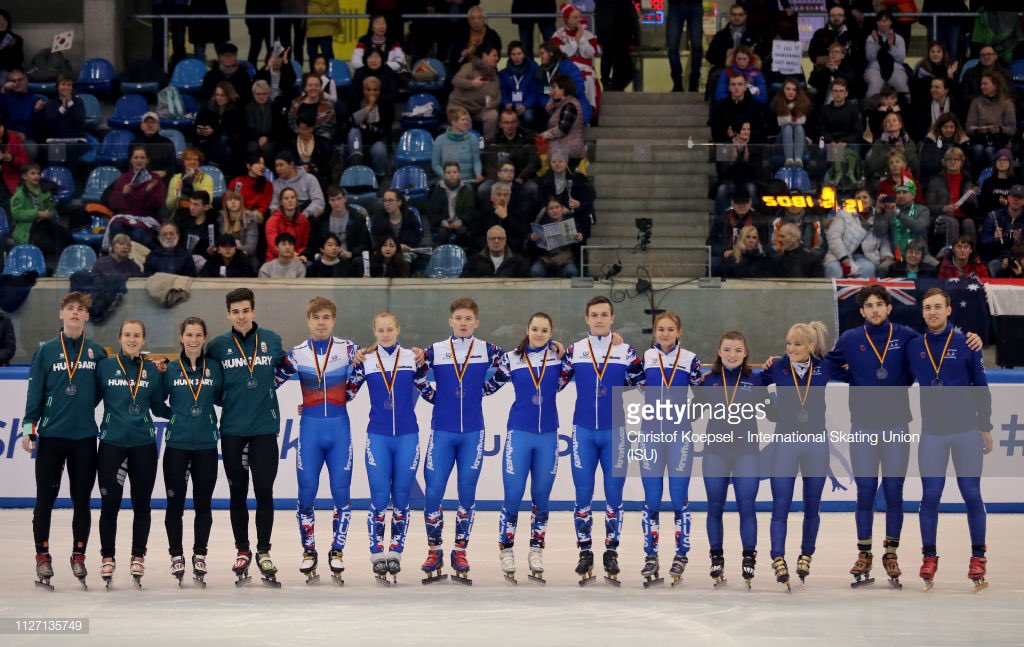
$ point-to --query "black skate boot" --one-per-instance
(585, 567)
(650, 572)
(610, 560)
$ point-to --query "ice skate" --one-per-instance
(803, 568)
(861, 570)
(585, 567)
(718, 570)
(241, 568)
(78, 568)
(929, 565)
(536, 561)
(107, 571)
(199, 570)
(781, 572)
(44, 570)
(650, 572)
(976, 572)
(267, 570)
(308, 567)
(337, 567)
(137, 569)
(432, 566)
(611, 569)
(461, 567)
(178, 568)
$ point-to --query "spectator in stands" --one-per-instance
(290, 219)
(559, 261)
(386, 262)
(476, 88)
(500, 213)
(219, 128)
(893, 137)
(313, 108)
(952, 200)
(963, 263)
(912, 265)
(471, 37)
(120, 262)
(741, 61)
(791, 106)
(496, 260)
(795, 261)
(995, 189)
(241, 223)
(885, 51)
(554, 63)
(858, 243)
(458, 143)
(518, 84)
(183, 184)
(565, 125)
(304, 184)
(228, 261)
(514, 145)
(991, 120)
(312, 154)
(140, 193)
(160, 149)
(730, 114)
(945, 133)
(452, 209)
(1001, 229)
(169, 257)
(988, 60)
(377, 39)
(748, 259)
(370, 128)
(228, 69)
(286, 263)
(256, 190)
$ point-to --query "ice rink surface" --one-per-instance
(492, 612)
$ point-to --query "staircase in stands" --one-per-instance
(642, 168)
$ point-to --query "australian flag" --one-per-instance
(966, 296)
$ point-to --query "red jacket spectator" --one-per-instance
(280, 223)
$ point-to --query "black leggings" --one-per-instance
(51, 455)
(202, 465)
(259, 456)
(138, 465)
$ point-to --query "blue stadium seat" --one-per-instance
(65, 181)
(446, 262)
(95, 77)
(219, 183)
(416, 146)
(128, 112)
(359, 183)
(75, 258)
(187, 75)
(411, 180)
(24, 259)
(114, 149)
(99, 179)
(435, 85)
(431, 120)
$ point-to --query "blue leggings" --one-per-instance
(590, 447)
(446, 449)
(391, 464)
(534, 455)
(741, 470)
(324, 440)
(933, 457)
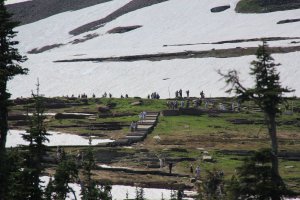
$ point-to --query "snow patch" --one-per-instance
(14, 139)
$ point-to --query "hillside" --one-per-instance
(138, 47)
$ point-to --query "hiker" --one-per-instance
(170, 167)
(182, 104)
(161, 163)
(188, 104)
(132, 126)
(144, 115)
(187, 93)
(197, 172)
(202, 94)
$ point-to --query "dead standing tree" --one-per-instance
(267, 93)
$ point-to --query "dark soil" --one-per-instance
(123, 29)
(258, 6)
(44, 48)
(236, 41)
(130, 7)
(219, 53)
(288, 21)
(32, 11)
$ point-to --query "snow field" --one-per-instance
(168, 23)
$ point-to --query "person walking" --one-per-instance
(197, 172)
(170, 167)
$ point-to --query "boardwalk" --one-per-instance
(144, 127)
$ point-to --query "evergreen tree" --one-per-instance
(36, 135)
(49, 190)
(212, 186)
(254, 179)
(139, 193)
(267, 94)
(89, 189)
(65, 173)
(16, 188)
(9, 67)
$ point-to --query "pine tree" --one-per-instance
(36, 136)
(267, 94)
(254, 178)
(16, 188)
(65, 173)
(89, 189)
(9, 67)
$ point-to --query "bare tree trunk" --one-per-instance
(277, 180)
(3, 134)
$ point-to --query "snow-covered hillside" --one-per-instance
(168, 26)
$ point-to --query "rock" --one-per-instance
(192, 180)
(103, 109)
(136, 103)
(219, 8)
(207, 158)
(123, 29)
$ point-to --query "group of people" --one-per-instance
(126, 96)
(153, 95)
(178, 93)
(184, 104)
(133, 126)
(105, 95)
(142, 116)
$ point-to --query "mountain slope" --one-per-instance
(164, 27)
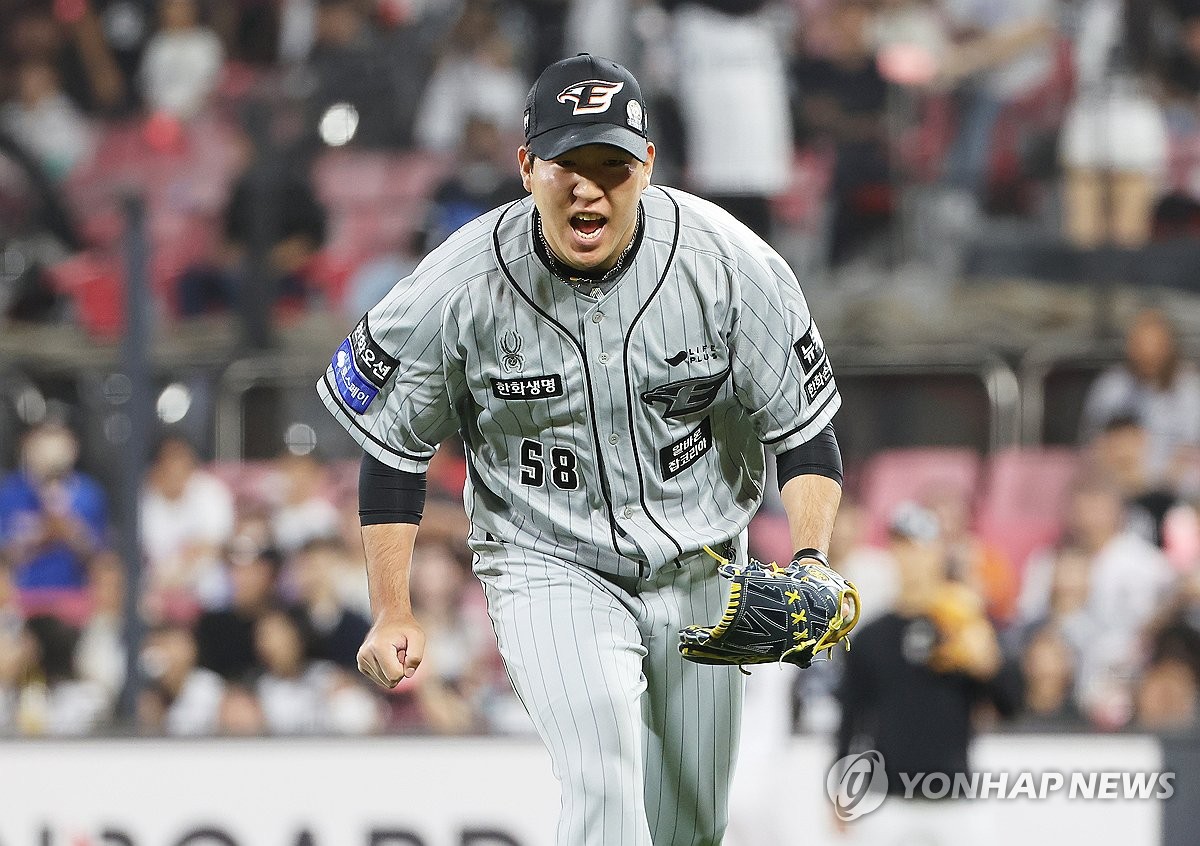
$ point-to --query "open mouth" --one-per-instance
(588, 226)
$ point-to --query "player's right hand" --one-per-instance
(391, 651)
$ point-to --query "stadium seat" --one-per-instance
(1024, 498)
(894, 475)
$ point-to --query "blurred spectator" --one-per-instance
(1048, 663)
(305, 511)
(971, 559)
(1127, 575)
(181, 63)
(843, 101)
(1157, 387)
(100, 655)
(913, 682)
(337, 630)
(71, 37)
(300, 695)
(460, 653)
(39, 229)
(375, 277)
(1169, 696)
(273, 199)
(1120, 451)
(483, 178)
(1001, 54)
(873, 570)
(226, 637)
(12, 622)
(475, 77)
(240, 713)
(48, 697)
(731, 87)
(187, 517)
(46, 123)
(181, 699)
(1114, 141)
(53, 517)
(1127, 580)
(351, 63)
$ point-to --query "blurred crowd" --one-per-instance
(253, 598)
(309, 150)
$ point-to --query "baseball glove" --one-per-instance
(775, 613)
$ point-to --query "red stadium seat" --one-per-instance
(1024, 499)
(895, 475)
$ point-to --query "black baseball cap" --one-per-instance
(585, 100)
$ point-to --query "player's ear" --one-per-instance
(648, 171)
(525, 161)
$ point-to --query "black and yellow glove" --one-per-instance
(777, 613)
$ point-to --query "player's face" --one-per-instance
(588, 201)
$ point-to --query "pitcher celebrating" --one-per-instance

--

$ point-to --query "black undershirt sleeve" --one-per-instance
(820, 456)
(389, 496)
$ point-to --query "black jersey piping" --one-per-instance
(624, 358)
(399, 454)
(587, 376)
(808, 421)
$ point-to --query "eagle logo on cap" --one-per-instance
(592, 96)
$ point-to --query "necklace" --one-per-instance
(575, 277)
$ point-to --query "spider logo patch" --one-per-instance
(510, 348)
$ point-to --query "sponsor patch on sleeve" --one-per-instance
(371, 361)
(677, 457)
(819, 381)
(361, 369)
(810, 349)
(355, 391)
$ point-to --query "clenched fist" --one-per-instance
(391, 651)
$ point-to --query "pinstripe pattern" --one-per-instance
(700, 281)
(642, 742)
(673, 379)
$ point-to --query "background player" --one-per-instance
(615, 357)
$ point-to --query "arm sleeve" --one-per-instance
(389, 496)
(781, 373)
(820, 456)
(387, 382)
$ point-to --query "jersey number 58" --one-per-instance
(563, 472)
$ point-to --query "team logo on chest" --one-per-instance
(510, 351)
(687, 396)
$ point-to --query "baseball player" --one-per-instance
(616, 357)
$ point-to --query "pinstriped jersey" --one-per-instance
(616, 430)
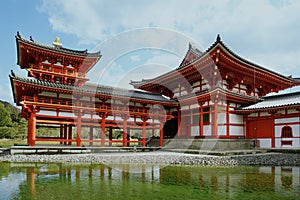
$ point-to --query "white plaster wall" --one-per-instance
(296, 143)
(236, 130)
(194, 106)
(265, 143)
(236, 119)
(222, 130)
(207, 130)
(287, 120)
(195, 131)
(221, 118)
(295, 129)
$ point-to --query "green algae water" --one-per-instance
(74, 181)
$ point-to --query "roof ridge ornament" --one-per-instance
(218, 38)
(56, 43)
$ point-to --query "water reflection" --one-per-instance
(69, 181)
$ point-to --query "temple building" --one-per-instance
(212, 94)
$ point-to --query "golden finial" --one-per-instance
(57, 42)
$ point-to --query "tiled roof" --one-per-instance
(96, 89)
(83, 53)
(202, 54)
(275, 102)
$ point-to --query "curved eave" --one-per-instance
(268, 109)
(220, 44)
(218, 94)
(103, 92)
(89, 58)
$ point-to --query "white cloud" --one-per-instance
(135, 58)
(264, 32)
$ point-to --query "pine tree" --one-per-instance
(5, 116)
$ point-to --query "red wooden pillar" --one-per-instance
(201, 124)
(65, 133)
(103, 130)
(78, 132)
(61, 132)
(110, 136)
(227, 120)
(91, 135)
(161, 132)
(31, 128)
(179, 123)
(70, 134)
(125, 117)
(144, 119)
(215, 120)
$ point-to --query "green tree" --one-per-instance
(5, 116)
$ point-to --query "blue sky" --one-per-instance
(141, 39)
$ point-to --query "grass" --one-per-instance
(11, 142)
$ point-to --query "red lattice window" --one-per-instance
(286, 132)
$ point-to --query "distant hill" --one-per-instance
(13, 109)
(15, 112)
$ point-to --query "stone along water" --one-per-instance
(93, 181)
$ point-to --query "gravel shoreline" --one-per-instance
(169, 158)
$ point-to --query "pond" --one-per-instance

---

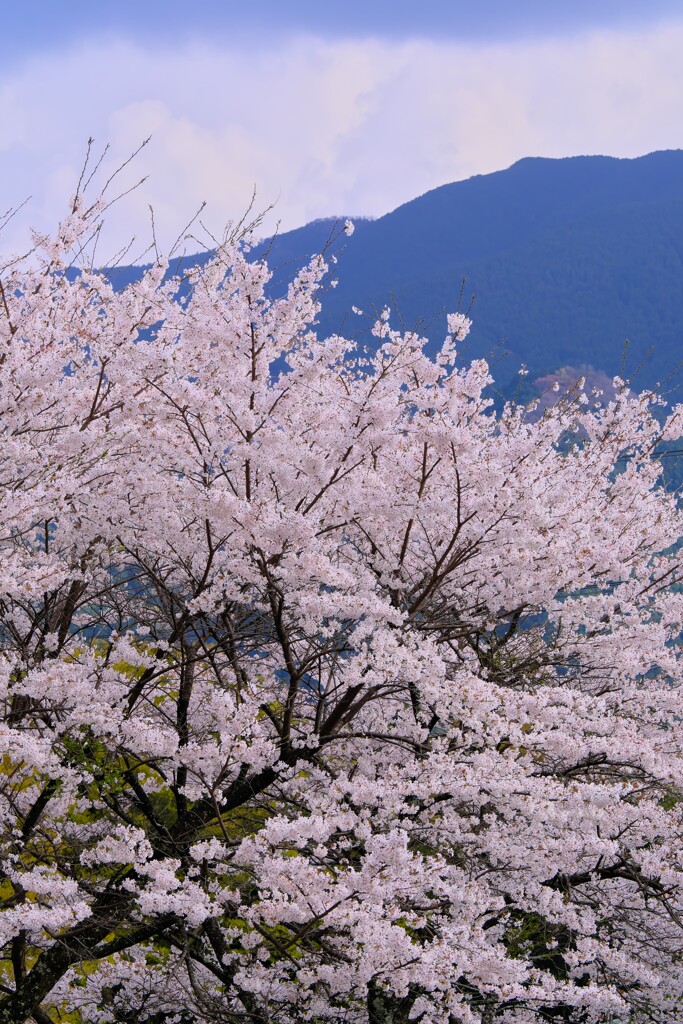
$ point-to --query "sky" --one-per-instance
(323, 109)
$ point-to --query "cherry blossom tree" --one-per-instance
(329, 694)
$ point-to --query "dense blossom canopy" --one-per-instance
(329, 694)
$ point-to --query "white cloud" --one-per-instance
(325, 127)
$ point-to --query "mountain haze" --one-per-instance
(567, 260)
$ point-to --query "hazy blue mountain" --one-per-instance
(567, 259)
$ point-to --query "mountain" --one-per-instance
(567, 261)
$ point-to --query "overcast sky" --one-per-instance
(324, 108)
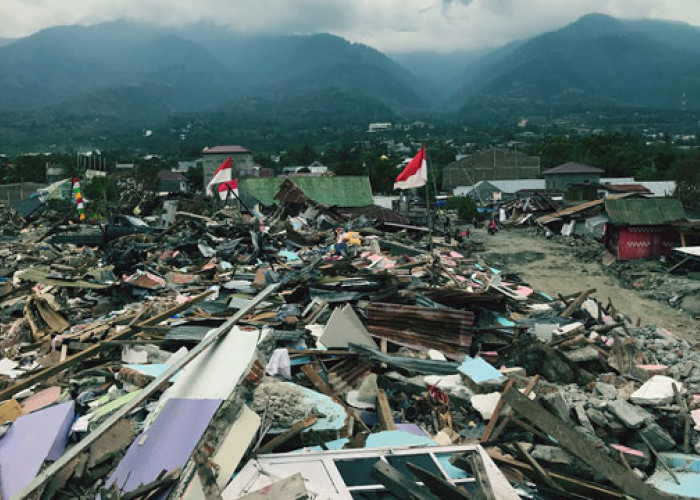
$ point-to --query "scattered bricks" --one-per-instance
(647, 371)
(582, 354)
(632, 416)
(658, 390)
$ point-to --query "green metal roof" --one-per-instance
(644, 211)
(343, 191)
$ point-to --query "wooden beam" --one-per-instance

● **Requirements**
Copy each line of the items above that holds the word "snow". Case counts.

● **Correct answer**
$ point-to --query "snow patch" --one-per-instance
$ point-to --query "snow field" --one-per-instance
$ point-to --query "snow-covered hillside" --one-per-instance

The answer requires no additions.